§ **Text excerpt**:
Miraglia, E. et al
At the end of 2019, PhD student Alex Dreyer was on track to finish grad school early, and they had just gotten engaged to their partner and met a fun new group of friends. They considered all of this to be enough evidence to confidently formulate a hypothesis and publish it on Twitter; “2020 will totally be my year!”. In 7 months of data-collection, Alex has not found any evidence to support this hypothesis. Below they share their results.
Figure 1. PhD completion will be delayed
Alex was set to finish their PhD ahead of schedule as long as they had a few productive months at the bench. One week after finally having their mice approved for testing, the lab shut down due to COVID-19. One mouse, not sure what to do without Alex’s helicopter parenting, ate several of its cage mates, leaving them without a viable amount of animals for their experiment.
Figure 2a. Engagement fell apart
Chronic stress (like the kind that people might feel during a global health crisis) negatively impacts relationships in any context, let alone when people are unable to blow off steam away from their partners. The isolation became too much for Alex and their partner, who split up and are now stuck living together post-breakup. One surprising finding was that something as small as “improper use of the toaster” could kick off the fight that would spiral into the untimely death of their love. They recorded in their notebook that young lovers should be warned to NEVER try the toaster grilled cheese trick. Alex now has to deal with the end of a relationship, living with an ex, and cancelling a wedding.
Figure 2b. 82-year-old COVID-denying grandma lives in Florida
Alex was especially happy to be getting married soon because their beloved grandmother is in her 80s and Alex always wanted for her to be able to attend their wedding. Unfortunately, on so many levels, Alex’s easily influenced grandmother has been convinced by her atrocious Facebook feed that COVID-19 is a government conspiracy, so she is refusing to take appropriate measures to stay safe. She was last seen on Facebook, posing maskless with her fellow faded Floridians in a crowded restaurant.
Figure 3. Cool new friends turned out to be not so cool about this whole pandemic thing
Alex wasn’t keen on going out much until they met a fun and seemingly smart group of friends last year who helped them break out of their shell. Unfortunately, their levels of social and physical distancing were not reduced in the midst of a global pandemic. Analysis of their Instagram pages showed no statistical difference between drink-clinking brunch boomerangs between 2019 and 2020.
Figure 4. Their scientific research hypothesis may also be, unsurprisingly, wrong
Now that they are finally back in the lab and had a few weeks to get their mouse experiments up and running again, Alex has been rigorously testing their cell-culture-based findings in the animals. Thus far, they have not been able to find any evidence to support their hypothesis outside of those flasks with little hyper-mutated completely-biologically-non-representative cells in them. Their whole thesis was completely refuted by an inability to reproduce their findings in the animal model, even when using the most cherry-picked statistics. Go figure!
Discussion and Conclusion
The results speak for themselves, no discussion necessary. 2020 sucks! Alex does report, however, that the COVID-19 pandemic was perhaps the greatest confounding variable to ever impact the investigation of a hypothesis.

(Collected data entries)
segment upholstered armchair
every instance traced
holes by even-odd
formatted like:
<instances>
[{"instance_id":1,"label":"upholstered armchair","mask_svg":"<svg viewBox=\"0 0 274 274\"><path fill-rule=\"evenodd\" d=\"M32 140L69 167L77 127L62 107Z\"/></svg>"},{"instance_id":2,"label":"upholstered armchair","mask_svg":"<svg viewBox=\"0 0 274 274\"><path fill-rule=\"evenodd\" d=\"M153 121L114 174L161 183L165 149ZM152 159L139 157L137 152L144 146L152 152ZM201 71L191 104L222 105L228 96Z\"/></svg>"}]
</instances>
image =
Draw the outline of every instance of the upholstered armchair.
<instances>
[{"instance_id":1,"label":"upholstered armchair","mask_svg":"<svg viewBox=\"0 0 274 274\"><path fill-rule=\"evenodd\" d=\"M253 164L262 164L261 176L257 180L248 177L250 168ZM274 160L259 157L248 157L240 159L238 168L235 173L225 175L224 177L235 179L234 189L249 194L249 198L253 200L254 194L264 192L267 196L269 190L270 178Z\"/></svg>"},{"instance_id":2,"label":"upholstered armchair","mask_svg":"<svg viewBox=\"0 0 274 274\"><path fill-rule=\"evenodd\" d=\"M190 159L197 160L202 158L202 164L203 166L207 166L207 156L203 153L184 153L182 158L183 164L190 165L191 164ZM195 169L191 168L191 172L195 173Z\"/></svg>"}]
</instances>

§ **Task details**:
In the text about Alex's 2020 hypothesis, translate this sentence into Spanish: "Alex now has to deal with the end of a relationship, living with an ex, and cancelling a wedding."

§ **Your solution**:
Ahora Alex tiene que lidiar con el fin de una relación, con vivir con su ex y con cancelar una boda.